> What to produce
Could you copy, word for word, only the lines from the one containing "Would you be able to point at the oven window" through the last line of the records below, both included?
# Start of Records supplied
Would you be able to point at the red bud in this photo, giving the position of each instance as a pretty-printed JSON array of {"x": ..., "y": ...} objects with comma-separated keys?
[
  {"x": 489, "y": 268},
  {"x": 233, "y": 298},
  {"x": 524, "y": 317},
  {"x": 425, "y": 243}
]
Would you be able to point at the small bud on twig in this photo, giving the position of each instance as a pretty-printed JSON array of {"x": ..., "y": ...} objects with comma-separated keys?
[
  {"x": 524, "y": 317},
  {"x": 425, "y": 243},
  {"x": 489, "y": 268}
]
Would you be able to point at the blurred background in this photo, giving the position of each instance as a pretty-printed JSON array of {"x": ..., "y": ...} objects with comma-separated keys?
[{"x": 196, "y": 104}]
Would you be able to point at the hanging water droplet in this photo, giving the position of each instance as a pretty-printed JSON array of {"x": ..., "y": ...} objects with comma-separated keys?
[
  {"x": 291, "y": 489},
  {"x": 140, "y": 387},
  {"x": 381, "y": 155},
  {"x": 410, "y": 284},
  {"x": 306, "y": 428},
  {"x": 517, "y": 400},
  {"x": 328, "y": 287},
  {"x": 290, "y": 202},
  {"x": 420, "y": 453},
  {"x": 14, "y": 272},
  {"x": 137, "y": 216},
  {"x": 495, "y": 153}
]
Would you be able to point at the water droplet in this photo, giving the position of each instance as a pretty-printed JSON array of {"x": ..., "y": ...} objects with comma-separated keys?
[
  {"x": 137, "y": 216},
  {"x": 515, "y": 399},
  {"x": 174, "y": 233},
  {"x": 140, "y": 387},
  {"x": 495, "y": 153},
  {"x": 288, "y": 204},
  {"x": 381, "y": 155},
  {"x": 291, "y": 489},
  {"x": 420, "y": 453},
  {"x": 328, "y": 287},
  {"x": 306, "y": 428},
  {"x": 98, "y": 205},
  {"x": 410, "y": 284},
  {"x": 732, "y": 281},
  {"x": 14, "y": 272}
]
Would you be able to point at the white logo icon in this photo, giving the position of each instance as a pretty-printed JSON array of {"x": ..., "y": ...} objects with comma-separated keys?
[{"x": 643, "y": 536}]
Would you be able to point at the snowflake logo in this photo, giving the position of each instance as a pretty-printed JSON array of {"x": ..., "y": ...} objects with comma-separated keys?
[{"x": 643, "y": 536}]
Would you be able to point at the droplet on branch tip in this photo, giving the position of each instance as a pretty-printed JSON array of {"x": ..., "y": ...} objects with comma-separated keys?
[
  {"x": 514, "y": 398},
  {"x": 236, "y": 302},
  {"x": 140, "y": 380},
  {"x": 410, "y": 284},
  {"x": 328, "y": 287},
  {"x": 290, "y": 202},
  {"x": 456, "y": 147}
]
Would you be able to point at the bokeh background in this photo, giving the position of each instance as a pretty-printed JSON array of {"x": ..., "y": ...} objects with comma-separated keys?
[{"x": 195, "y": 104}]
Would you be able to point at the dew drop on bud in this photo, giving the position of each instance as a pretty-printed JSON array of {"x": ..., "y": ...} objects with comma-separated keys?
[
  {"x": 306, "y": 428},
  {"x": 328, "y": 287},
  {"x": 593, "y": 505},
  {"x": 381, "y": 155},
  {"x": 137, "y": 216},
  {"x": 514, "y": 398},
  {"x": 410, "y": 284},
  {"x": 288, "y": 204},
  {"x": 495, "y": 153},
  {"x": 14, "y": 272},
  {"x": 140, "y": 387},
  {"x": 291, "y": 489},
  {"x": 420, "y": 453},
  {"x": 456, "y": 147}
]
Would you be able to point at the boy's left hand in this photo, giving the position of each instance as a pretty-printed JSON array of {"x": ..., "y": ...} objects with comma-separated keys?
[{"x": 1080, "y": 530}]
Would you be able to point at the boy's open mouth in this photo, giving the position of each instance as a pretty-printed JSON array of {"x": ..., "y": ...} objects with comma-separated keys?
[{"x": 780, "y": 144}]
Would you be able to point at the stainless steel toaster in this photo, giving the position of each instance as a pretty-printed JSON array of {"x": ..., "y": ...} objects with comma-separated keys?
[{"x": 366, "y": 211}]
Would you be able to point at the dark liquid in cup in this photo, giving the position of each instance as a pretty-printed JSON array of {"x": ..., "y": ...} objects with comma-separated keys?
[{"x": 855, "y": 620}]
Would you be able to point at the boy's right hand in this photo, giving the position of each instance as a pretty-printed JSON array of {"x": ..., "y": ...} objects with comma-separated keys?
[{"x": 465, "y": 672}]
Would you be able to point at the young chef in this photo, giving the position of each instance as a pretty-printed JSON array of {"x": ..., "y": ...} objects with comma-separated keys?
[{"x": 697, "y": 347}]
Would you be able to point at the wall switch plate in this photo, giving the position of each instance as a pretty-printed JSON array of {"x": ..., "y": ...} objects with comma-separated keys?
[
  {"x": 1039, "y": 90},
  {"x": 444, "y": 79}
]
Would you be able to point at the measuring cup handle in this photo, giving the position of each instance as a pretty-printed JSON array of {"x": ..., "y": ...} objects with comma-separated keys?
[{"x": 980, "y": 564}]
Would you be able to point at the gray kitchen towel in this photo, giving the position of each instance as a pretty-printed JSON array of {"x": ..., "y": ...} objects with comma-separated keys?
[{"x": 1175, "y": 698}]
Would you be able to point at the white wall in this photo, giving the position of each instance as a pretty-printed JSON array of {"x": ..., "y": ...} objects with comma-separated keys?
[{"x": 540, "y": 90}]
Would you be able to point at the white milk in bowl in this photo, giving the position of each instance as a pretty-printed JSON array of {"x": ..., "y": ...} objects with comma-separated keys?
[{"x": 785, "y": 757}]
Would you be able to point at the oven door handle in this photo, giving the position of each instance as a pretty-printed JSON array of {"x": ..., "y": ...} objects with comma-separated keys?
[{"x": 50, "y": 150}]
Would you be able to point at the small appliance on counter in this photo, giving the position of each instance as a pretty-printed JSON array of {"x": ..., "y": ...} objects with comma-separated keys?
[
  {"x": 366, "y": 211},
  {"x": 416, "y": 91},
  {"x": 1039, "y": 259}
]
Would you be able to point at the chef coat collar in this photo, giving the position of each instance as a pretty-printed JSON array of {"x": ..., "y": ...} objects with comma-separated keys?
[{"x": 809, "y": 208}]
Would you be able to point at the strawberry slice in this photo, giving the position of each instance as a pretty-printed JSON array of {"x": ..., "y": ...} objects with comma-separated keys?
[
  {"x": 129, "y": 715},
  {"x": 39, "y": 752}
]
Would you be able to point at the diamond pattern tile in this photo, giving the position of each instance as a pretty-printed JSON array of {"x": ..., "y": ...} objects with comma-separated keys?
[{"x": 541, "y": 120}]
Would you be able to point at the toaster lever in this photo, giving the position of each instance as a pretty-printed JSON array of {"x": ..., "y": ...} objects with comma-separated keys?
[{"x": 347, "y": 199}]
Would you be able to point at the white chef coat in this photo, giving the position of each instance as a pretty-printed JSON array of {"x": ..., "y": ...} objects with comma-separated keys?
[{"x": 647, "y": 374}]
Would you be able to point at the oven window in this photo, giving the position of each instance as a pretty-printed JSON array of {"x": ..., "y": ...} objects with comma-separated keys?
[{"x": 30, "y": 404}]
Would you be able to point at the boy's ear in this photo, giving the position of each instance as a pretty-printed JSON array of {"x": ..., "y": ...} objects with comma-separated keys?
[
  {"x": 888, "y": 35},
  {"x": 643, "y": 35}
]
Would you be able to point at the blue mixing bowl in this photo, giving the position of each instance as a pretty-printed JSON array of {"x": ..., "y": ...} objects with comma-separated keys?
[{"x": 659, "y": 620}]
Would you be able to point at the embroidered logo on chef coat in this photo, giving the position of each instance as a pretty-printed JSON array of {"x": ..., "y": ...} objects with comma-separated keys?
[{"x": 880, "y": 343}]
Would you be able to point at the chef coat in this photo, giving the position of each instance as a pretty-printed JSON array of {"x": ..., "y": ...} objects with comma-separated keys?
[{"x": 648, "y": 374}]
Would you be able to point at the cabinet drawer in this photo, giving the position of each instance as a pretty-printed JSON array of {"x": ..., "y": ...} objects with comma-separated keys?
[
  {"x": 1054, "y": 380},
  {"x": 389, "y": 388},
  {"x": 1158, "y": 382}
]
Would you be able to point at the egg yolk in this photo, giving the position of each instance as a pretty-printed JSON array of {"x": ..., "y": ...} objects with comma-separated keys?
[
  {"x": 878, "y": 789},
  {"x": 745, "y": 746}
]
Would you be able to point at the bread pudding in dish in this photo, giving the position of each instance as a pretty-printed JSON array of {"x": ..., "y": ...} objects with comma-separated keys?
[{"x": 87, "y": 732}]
# End of Records supplied
> Written answer
Would you be able to point at the oven window in this photo, giving the position of each instance as a pretty-printed JSON array of {"x": ..., "y": ...} objects with comma-separated keys?
[{"x": 30, "y": 404}]
Would you be able to point at the boy's ear in this photo, giving the position of each instance as a pretty-printed JSON array of {"x": ..., "y": ...} objects with comma-separated keys?
[
  {"x": 888, "y": 35},
  {"x": 643, "y": 35}
]
Would you be able to point at the blue mixing bowl in this photo, giving the position of each instance as a pretty-printed JSON array of {"x": ..., "y": ...} objects with comma-separated keys?
[{"x": 659, "y": 620}]
Would you be able to point at the embroidered logo on chef coat in this photo, giving the position of each instance as a pretty-printed JSON array of {"x": ..., "y": ...} objects with comma-separated keys?
[{"x": 880, "y": 343}]
Would you be able to point at the chef coat in this photo, giving the position of each instance as a pretty-printed JSON array of {"x": ..., "y": ...} objects with comma-separated keys?
[{"x": 648, "y": 374}]
Would you be able to point at the cabinet drawer in this photo, giving the position of each instance as a pretty-printed JSON array of {"x": ..., "y": ...} objects with comma-separated keys?
[
  {"x": 1054, "y": 380},
  {"x": 389, "y": 388},
  {"x": 1158, "y": 382}
]
Would you be able to point at the egg yolk in this photo, giving the position of each instance as a pretty-printed JSON array of {"x": ..., "y": ...} objects with comma-separated keys?
[
  {"x": 878, "y": 789},
  {"x": 745, "y": 746}
]
Would you be able to point at the bread pudding in dish in this photo, giving the position of each instance as a pretty-printed JSON array of {"x": ..., "y": ...} objects with comma-separated keys?
[{"x": 87, "y": 732}]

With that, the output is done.